> [Brief]:
Rewrite the records below with "marker" replaced by "dot" wherever it occurs, and leave everything else the same.

** Start **

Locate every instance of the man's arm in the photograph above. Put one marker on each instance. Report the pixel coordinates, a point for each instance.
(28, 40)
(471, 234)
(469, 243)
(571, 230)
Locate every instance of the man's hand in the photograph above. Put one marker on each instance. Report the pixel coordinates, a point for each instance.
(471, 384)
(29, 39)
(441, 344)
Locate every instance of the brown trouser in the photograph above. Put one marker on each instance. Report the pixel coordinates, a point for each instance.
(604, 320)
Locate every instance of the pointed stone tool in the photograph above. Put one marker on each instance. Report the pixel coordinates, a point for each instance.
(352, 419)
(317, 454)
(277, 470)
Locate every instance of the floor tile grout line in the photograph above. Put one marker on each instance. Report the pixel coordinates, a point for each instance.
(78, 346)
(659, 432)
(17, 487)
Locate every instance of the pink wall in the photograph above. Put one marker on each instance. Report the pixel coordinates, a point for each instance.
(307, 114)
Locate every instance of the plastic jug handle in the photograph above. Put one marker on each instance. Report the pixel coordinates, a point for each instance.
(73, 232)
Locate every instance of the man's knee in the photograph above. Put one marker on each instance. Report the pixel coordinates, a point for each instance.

** End **

> [Written solution]:
Locate every instance of the man's arm in the photograph above. Put one dot on each instance. Report the pixel coordinates, a point for each instance.
(28, 40)
(471, 234)
(469, 243)
(571, 230)
Locate every instance of the man's hand in the photograph above. Put one dot on each instance. Report the pixel coordinates, a point for each instance.
(471, 384)
(29, 39)
(441, 344)
Locate every instance of the brown trouser in the photograph above. Put one dot on each instance. Report the pixel coordinates, a point for each instance.
(604, 320)
Locate every instance of the pointed stone tool in the photograph above. Put one dot on each instance. Report the pixel coordinates, a point for each instance.
(352, 419)
(317, 454)
(277, 470)
Locate every instance of the floor tile grout line in the photograph above. Put one dot on each instance. Report the pixel coordinates, a point for each instance.
(78, 346)
(659, 432)
(17, 487)
Locate every instance of the pink wall in the photograph above. Put one dot on each instance. Report the pixel coordinates, a point for each instance.
(307, 114)
Locate every instance of the plastic jug handle in the photograph above. Put one dot on each instance. Report the pixel coordinates, a point for each instance.
(73, 232)
Locate every instance of the man's knee in the photograph above. Put one dot on each instance. Report the pixel coordinates, a point for each instance.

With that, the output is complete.